### [TEXT PROVIDED]
Release Date: June 27, 2016

The Federal Aviation Administration (FAA) and the U.S. Department of Transportation (DOT) released final rules for routine commercial use of small unmanned aircraft systems (UAS or “drones”), opening pathways towards fully integrating UAS into the nation’s airspace. The new rule, which takes effect in late August, offers safety regulations for unmanned aircraft drones weighing less than 55 pounds that are conducting non-hobbyist operations.

The provisions in the rule are designed to minimize risks to other aircraft and people and property on the ground. The regulations require pilots to keep an unmanned aircraft within visual line of sight. Operations are allowed during daylight and during twilight if the drone has anti-collision lights. The new regulations also address height and speed restrictions and other operational limits, such as prohibiting flights over unprotected people on the ground who are not directly participating in the UAS operation.

“With this new rule, we are taking a careful and deliberate approach that balances the need to deploy this new technology with the FAA’s mission to protect public safety,” said FAA Administrator Michael Huerta. “But this is just our first step. We’re already working on additional rules that will expand the range of operations.” Under the final rule, the person actually flying a drone must be at least 16 years old and have a remote pilot certificate with a small UAS rating, or be directly supervised by someone with such a certificate. To qualify for a remote pilot certificate, an individual must either pass an initial aeronautical knowledge test at an FAA-approved knowledge testing center or have an existing non-student Part 61 pilot certificate. If qualifying under the latter provision, a pilot must have completed a flight review in the previous 24 months and must take a UAS online training course provided by the FAA. The TSA will conduct a security background check of all remote pilot applications prior to issuance of a certificate.

[Coordinate annotation records]
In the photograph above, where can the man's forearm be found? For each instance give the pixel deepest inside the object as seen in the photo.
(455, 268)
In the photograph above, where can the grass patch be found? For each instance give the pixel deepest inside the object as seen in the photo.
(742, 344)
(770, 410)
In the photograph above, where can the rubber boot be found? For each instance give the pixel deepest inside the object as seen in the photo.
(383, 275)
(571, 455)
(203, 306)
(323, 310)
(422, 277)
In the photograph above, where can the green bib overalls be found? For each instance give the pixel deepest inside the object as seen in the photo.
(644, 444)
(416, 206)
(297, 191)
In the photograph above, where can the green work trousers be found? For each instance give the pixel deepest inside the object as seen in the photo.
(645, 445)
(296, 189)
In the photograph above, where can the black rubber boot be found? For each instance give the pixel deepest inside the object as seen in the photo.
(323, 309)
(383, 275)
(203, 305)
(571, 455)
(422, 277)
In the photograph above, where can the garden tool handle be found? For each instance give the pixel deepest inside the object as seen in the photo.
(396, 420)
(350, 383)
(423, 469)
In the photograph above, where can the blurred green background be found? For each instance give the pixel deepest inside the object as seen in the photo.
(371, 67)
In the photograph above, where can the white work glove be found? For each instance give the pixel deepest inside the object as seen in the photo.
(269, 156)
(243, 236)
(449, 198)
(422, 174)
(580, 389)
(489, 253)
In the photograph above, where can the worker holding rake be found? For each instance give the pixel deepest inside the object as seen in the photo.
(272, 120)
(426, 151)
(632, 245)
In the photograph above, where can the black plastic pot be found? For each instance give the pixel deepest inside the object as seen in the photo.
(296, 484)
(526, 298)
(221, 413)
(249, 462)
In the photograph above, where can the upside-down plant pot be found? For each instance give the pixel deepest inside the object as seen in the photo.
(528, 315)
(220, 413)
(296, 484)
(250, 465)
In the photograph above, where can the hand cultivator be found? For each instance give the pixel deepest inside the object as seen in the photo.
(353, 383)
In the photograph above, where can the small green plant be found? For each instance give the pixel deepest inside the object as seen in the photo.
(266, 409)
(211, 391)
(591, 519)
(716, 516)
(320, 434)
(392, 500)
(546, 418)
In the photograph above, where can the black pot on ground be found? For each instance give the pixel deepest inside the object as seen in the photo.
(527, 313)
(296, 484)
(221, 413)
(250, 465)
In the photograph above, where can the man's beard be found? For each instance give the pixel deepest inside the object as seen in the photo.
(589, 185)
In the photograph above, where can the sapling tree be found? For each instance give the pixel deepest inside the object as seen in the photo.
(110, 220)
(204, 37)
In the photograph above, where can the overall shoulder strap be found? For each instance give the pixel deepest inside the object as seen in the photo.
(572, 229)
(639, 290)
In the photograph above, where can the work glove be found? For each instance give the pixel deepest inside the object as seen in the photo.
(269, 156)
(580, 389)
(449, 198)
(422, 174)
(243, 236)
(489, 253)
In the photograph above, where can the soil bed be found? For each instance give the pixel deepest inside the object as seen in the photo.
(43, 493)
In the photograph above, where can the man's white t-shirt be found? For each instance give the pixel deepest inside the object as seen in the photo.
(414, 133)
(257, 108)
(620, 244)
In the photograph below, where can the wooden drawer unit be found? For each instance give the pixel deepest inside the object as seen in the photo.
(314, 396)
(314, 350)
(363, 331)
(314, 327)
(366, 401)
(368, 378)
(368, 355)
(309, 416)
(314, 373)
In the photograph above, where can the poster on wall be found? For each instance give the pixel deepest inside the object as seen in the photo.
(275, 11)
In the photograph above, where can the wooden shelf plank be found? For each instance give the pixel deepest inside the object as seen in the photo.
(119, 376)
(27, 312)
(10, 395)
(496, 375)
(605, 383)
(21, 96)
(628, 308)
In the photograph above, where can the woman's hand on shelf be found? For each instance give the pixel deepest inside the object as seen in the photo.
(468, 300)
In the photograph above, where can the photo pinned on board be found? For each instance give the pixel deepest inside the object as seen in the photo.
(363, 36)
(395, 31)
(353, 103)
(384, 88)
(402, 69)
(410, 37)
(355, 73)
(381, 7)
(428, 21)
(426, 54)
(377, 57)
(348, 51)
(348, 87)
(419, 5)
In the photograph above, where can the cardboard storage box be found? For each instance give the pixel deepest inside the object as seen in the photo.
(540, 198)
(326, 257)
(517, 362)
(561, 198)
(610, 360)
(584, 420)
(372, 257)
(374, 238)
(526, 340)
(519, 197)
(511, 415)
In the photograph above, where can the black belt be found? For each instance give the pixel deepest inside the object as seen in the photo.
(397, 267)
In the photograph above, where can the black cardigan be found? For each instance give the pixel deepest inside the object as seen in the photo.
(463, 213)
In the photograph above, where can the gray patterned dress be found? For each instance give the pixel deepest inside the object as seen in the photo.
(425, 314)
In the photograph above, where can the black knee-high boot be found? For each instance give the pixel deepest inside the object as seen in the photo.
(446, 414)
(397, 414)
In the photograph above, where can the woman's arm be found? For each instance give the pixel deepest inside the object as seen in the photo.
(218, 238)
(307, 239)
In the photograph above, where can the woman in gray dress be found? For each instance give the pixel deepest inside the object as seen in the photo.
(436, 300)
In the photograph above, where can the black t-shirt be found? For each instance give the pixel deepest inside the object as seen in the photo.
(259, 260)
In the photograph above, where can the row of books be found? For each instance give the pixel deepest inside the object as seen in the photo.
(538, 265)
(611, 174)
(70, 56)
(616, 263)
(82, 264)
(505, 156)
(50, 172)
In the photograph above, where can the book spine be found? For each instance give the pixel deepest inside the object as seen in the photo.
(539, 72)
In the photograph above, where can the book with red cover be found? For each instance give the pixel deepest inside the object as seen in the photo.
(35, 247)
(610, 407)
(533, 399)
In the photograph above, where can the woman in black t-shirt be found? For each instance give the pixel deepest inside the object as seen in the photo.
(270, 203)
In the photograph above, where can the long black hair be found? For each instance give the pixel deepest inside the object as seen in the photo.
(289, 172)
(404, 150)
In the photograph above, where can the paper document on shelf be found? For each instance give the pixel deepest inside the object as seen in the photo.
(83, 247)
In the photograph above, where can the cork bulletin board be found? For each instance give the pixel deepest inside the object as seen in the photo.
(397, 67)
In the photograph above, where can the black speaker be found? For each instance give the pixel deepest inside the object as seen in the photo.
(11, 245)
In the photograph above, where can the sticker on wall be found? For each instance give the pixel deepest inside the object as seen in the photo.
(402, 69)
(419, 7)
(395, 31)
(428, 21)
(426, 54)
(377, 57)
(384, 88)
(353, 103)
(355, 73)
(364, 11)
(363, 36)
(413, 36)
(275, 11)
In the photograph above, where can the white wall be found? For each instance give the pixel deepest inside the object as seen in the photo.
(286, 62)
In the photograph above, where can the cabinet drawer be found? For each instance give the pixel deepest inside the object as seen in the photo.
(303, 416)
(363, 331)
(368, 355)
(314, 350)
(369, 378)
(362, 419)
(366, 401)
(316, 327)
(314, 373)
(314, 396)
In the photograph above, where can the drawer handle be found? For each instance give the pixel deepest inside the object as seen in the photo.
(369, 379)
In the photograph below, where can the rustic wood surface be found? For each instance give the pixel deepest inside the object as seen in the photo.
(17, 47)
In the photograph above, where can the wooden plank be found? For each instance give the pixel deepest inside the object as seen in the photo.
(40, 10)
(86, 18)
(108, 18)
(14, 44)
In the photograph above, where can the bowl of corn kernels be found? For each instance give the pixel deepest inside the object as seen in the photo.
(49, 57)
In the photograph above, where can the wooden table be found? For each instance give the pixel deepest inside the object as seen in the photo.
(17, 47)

### [YOUR OBJECTIVE]
Please list every government agency or department named in the drone rule announcement.

### [TASK RESPONSE]
- Federal Aviation Administration (FAA)
- U.S. Department of Transportation (DOT)
- TSA